### PROBLEM 1:
Rewrite the part of the text about Alexander Robertson that opens with the words containing "Scottish shipwright (1851–1937)" and closes with "area of Glasgow.", swapping "crofter/fisherman" for "crofter and fisherman".
### PROBLEM 2:
Carry on the text about Alexander Robertson from the point where it stops.

### TEXT PASSAGE:
^^^^^^^^^^^^^^^^

Scottish shipwright (1851–1937)

Alexander Robertson (29 August 1851 – 15 February 1937) was a Scottish shipwright.

== Early life ==
Robertson, was born in Inverkip, Renfrewshire, in 1851, the son of a crofter/fisherman from Tarskavaig on the Isle of Skye. Following the catastrophic potato blight on Skye in 1846, his father left Tarskavaig to seek a better life fishing on the River Clyde. After his parents moved to Sandbank, Argyll, in 1859 to run the village Post Office, his father taught him to sail and look after boats.

== Career ==
By the age of 16, Robertson had started work as an apprentice with the Dunoon boatbuilder Ewen Sutherland, who came from a family of boatbuilders in Portree on the Isle of Skye. After his initial training, further experience was acquired at Alexander Stephen and Sons Ltd. of Linthouse, one of the main yards in the Govan area of Glasgow.

In 1876, at the age of 25, he teamed up with Daniel Kerr to form Robertson & Kerr, Boat Builders and Carpenters (renamed Alexander Robertson & Sons in 1922). He built small boats at his workshop in Sandbank, on the shores of the Holy Loch. These initially included modest 'clinker' craft and fishing skiffs but they also carried out repairs, hired and stored boats, laid moorings and even earned money from fishing. This workshop was located in the grounds of his parents' Post Office (now Eckvale) near the old primary school. On 17 October 1878, the Robertson & Kerr partnership was dissolved when the latter accepted a job with the Clyde Lighthouse Trust. Robertson went on to acquire larger premises in order to expand the business. He initially designed many of the yachts and launches himself but in later years used many leading designers of the day to carry out work on the larger boats. Robertson remained chairman of the company until 1935, two years before his death.

^^^^^^^^^^^^^^^^

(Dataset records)
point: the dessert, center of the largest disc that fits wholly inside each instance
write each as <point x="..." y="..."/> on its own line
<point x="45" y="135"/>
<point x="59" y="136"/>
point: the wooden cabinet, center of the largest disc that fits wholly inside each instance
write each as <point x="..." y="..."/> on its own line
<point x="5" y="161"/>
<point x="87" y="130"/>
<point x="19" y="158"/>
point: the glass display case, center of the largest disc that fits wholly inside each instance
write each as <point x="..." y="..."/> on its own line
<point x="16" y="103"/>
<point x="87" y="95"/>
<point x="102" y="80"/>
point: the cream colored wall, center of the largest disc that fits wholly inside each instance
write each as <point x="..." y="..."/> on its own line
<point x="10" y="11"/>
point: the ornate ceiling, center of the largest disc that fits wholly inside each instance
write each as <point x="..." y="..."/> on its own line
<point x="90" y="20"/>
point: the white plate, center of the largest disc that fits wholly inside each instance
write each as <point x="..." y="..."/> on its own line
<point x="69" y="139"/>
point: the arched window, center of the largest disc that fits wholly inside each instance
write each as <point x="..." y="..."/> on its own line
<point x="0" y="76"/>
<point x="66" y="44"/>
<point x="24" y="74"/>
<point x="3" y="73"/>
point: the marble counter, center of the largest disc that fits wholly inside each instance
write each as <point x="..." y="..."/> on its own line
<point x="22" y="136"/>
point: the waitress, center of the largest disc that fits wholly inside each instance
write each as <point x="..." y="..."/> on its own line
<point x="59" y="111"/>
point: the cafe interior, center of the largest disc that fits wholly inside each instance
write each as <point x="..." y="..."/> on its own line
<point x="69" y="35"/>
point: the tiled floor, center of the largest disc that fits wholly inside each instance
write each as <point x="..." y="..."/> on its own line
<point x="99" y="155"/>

^^^^^^^^^^^^^^^^

### RESPONSE BOX 1:
Scottish shipwright (1851–1937)

Alexander Robertson (29 August 1851 – 15 February 1937) was a Scottish shipwright.

== Early life ==
Robertson, was born in Inverkip, Renfrewshire, in 1851, the son of a crofter and fisherman from Tarskavaig on the Isle of Skye. Following the catastrophic potato blight on Skye in 1846, his father left Tarskavaig to seek a better life fishing on the River Clyde. After his parents moved to Sandbank, Argyll, in 1859 to run the village Post Office, his father taught him to sail and look after boats.

== Career ==
By the age of 16, Robertson had started work as an apprentice with the Dunoon boatbuilder Ewen Sutherland, who came from a family of boatbuilders in Portree on the Isle of Skye. After his initial training, further experience was acquired at Alexander Stephen and Sons Ltd. of Linthouse, one of the main yards in the Govan area of Glasgow.

### RESPONSE BOX 2:
Robertson continued working at the small workshop for several years, for the most part repairing boats. As business was booming, he began looking for larger premises and found an old distillery site (owned by Dugald McKinley, 1825–1833) with around 2 acre of land, ample supplies of fresh water and good access to the sea. The land was purchased in 1879 and the first shed constructed in 1880. By 1887, the first phase of development of the site had been completed, and Robertson had the largest number of yachts (47) under his charge of any yard in Scotland. Construction of a slipway, to launch larger boats (greater than 25 ft), was held up for several years (1887–1892) because of the proposed plans to build the Clyde Ardrishaig and Crinan Railway, which would have passed through the yard.

== Personal life ==

Robertson (second from left) and what is believed to be three of his five sons (c. 1920)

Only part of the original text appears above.